- DOCUMENT EXCERPT
Final loss hurts, but mirrors season of adversity for St. Helens boys
In a way — a cruel way — the first half of the final game of the St. Helens boys basketball season mirrored the Lions' entire season.
It was the best of times, the worst of times — all condensed into a matter of minutes, like some modern highlight video with the dead time and commercials cut out.
On Wednesday night at Bend High, there was St. Helens' 6-2 senior guard Trenton Minich smoothly sinking a 3-pointer — one of his specialties — in the opening 15 seconds.
There were the Lions stunning the host, favored Lava Bears with an 8-0 start to their Class 5A play-in game.
But at the same time, there also was Minich crumpled on the floor, the victim of a knee injury after a collision in a battle for a rebound.
And then, just like that, there was Bend making a 9-0 run and building its lead to 31-19 by halftime.

- PROBLEMS
(1) Decide whether each statement agrees with the basketball article above, answering yes or no and quoting the words of the article that settle it. (a) Trenton Minich is a junior guard. (b) St. Helens began the play-in game with an 8-0 start. (c) Bend led 31-19 at halftime.
(2) Answer these questions from the basketball article above, one answer per line. (a) Where was the game played? (b) What kind of injury did Minich suffer? (c) What run did Bend make?

- DATA SUPPLIED
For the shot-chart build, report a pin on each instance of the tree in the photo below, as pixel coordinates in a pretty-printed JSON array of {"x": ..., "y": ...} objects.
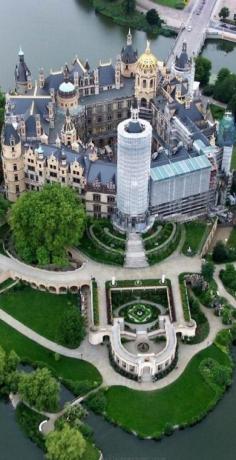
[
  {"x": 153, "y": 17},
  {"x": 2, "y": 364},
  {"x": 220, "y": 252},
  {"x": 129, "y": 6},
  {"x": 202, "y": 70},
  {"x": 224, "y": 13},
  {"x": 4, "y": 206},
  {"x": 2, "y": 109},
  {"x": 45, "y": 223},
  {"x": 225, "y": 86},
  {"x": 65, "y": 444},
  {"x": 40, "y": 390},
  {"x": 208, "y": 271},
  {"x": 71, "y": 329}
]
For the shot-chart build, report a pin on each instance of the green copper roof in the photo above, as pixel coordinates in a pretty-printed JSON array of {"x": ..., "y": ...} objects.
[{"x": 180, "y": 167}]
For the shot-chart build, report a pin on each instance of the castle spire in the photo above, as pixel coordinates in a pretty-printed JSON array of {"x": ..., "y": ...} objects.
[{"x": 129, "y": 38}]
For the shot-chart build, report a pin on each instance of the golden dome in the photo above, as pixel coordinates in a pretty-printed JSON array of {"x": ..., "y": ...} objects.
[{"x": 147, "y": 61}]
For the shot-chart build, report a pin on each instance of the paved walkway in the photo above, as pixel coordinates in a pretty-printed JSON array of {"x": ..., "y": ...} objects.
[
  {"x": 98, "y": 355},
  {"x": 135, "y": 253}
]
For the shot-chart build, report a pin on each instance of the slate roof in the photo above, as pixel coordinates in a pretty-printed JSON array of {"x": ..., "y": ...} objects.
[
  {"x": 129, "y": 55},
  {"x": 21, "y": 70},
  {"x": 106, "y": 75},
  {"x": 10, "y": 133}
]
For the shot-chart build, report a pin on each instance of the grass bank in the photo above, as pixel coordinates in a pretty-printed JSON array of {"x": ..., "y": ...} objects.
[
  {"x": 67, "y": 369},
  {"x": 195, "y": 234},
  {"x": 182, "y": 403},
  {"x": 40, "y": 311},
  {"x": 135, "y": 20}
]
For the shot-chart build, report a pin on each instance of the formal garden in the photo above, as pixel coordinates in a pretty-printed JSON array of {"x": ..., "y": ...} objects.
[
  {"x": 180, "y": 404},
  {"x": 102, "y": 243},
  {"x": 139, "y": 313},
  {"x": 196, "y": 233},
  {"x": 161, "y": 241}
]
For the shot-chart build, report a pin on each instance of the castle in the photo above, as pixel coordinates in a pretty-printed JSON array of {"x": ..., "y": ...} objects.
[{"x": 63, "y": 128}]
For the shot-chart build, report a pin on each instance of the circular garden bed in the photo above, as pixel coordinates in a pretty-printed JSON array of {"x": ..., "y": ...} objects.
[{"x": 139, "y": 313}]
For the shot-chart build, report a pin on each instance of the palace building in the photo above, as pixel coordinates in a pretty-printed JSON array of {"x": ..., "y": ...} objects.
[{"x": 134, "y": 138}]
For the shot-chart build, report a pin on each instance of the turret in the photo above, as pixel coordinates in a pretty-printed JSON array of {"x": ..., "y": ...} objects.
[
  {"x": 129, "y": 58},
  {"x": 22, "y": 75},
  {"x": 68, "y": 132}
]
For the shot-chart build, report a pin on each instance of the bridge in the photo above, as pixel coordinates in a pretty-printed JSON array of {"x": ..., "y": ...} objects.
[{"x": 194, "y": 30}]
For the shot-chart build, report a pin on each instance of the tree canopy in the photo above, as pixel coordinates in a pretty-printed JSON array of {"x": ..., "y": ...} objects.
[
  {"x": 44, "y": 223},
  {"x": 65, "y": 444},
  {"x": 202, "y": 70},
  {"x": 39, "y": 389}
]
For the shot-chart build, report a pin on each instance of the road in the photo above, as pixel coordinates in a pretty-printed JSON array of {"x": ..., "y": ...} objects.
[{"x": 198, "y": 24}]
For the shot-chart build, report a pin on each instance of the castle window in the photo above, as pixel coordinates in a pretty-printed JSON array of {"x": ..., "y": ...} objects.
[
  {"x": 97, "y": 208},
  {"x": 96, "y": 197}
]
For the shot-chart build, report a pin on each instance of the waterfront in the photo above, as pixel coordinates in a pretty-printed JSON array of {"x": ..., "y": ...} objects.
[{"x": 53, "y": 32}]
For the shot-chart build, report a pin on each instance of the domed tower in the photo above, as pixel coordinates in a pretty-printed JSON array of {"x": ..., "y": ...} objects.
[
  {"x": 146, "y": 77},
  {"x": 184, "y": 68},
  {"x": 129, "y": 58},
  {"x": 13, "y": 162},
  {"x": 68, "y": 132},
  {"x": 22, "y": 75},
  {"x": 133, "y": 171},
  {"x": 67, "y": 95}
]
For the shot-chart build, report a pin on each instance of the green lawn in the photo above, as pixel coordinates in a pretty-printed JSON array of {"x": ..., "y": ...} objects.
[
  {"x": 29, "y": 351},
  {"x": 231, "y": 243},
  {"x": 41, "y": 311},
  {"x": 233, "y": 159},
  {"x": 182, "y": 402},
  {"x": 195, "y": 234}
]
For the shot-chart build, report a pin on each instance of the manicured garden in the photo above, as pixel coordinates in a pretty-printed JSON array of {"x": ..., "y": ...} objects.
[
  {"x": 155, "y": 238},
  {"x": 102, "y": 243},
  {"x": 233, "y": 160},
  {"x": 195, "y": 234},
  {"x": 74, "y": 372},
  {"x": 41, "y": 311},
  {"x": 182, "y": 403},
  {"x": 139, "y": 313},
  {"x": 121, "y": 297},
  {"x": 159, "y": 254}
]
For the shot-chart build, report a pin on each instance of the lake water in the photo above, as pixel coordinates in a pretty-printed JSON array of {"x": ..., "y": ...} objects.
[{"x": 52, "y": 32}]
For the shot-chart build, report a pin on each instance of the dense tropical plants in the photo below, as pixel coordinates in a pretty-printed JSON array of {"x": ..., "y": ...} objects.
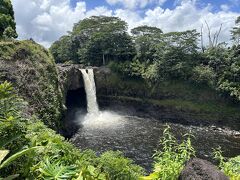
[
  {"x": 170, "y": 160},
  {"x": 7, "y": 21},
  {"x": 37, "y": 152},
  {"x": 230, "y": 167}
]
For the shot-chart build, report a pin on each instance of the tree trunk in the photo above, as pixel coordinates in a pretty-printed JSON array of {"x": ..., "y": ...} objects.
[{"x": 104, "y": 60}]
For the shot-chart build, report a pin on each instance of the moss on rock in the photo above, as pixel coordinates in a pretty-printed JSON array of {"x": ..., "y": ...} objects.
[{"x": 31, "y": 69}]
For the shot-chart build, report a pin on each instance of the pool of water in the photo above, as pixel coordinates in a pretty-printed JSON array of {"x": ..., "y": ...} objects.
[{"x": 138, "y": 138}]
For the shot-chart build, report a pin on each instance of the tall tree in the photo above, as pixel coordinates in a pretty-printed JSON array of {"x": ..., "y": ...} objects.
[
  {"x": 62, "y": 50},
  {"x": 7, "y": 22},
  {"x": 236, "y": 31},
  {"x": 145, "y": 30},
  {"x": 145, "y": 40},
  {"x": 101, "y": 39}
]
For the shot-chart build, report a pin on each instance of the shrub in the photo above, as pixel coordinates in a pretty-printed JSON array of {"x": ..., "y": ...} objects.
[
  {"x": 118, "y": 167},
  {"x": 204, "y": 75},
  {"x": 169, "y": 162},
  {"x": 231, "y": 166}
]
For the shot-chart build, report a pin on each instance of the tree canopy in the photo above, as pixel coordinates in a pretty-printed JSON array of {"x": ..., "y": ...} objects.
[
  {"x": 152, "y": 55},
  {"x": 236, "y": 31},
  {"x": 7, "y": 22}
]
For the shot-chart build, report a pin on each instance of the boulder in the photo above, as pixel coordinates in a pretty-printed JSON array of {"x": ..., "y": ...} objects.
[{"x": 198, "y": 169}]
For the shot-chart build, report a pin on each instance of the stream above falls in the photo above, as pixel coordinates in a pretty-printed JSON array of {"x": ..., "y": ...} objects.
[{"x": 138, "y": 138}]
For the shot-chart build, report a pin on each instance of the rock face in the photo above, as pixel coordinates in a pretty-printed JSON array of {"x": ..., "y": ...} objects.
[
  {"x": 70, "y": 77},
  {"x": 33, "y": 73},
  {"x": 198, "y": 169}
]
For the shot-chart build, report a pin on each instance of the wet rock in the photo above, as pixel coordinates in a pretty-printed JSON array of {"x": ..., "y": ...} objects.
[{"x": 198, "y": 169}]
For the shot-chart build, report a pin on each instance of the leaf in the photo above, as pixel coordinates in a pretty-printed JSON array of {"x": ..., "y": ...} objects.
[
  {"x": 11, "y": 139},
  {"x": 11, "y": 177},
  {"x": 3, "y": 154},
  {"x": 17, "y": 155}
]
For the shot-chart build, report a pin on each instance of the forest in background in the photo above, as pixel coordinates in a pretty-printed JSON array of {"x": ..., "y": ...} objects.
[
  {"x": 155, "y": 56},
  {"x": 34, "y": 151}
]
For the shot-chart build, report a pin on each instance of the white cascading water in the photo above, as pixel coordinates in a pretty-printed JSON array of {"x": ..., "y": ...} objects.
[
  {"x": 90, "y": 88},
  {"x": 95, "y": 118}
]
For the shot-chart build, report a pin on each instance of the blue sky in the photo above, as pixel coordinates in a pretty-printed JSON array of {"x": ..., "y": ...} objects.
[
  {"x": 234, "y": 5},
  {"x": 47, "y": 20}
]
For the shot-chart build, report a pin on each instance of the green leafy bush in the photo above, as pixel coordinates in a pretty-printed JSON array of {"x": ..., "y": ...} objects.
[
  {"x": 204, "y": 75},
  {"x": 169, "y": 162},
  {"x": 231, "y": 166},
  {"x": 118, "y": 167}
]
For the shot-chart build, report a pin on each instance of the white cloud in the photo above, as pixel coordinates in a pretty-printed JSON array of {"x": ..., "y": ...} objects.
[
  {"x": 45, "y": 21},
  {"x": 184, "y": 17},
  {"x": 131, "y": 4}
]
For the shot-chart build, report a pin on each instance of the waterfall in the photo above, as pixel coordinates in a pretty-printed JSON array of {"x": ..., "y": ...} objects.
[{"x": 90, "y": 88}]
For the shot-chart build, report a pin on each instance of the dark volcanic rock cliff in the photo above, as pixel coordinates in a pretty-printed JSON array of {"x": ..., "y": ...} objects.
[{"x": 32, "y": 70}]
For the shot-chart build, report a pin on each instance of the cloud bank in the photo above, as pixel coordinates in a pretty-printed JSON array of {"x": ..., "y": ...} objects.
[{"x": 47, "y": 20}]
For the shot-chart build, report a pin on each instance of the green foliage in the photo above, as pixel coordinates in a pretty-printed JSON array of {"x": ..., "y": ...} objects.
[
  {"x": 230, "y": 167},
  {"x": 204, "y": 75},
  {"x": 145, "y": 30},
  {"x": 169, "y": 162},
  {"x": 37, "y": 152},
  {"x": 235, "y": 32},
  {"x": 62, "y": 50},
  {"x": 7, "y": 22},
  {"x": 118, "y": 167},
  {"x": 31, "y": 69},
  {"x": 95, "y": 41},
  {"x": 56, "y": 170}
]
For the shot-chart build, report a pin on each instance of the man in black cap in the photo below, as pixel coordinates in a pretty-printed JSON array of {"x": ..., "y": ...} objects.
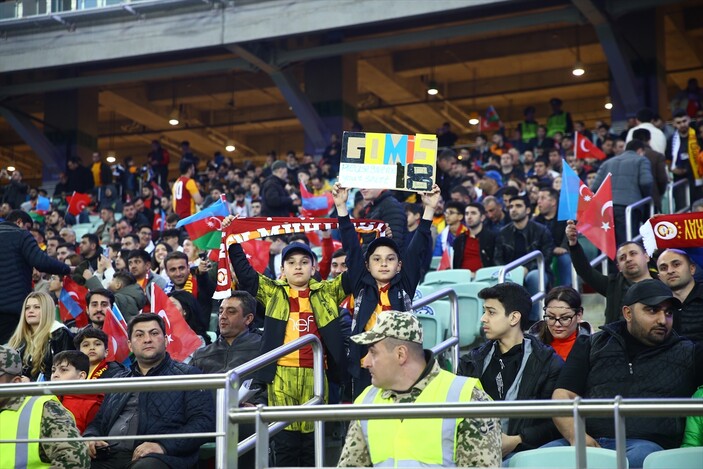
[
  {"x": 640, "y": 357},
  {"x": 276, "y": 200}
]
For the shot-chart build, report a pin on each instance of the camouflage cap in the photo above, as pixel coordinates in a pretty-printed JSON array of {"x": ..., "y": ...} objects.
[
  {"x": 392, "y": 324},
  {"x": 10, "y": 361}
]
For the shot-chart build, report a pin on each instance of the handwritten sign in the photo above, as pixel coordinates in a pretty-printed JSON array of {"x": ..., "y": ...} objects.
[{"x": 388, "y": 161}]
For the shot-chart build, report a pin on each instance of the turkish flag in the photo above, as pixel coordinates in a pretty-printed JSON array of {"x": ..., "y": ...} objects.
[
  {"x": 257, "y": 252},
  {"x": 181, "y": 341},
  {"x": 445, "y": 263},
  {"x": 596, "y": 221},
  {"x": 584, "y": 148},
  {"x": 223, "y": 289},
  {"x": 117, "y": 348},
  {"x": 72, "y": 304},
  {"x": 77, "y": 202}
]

- TASK RESPONSES
(1)
(a) No: "6-2 senior guard Trenton Minich"
(b) Yes: "stunning the host, favored Lava Bears with an 8-0 start to their Class 5A play-in game"
(c) Yes: "building its lead to 31-19 by halftime"

(2)
(a) At Bend High.
(b) A knee injury.
(c) A 9-0 run.